=== Begin Enclosure ===

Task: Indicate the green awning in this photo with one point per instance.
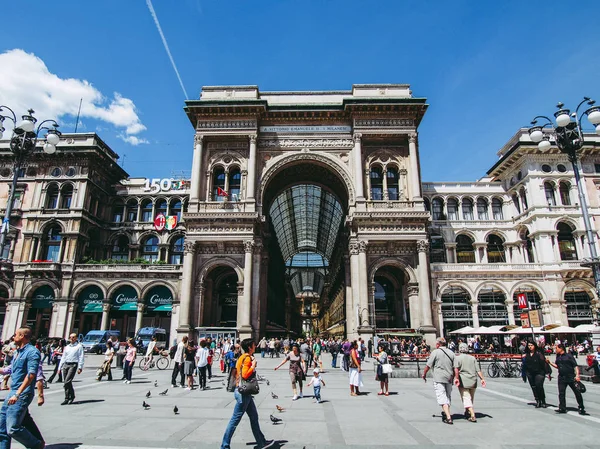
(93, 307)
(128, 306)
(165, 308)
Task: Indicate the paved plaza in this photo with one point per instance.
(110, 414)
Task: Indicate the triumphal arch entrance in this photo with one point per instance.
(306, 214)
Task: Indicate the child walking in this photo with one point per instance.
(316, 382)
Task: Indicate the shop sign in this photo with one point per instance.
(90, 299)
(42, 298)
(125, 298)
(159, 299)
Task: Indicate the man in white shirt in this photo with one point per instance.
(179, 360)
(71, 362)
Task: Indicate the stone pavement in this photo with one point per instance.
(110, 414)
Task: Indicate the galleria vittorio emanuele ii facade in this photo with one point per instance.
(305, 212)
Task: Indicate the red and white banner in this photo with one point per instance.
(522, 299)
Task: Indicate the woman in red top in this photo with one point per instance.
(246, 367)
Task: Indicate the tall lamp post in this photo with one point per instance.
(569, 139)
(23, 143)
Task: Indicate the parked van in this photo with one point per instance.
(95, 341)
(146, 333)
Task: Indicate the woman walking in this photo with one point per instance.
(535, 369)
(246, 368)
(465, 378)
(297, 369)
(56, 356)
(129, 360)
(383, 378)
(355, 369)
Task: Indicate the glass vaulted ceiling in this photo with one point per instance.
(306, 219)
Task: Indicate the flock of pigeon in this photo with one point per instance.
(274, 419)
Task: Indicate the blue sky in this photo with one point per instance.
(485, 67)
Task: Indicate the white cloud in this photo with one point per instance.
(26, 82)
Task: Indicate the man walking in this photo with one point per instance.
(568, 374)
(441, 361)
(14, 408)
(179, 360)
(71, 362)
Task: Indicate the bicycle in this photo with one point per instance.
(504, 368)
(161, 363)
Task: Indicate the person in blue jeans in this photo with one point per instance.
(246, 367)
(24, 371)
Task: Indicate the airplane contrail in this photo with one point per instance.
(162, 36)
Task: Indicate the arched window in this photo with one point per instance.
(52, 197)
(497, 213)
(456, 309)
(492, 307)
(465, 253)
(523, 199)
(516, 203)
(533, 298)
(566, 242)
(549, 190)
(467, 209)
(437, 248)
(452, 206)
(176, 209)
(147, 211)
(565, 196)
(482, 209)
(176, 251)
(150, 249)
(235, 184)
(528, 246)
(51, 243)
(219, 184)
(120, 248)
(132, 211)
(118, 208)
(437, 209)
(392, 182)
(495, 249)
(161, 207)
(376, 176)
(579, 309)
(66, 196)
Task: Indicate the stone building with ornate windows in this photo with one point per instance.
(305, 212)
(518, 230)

=== End Enclosure ===
=== Begin Enclosure ===

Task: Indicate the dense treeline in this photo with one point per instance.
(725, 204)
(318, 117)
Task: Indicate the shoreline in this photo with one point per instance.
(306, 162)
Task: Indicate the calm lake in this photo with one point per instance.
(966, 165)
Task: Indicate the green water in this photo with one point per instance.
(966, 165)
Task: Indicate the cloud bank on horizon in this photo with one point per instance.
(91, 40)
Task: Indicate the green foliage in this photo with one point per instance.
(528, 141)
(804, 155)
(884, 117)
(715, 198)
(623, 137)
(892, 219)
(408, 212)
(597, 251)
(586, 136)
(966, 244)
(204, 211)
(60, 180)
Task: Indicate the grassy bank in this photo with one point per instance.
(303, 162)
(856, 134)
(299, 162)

=== End Enclosure ===
=== Begin Enclosure ===

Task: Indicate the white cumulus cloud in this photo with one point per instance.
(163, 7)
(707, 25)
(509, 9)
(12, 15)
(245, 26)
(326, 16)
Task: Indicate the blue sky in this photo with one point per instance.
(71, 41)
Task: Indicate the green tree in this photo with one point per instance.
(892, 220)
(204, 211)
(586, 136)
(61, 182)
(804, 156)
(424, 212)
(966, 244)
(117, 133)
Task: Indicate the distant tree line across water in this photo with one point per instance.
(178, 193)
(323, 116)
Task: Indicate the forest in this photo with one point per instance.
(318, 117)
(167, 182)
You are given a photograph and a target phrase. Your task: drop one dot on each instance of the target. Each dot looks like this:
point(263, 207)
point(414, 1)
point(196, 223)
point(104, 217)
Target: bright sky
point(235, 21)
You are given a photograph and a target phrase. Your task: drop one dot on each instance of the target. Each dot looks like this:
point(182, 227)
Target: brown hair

=== End Enclosure ===

Exercise aim: From the data above, reproduce word for word the lines running from the line with "Task: Indicate the forest" to the line with "Target: brown hair", ends included.

Response below:
Task: Indicate the forest in this photo with one point per instance.
(318, 117)
(167, 182)
You are given a photograph and a target phrase. Your task: drop one dot on each instance of the target. Each dot looks like this:
point(263, 207)
point(414, 1)
point(196, 223)
point(104, 217)
Target: bright sky
point(235, 21)
You are given a photograph and a target phrase. Your task: drop one dot on each instance of the target. Each dot looks like this:
point(182, 227)
Target: brown hair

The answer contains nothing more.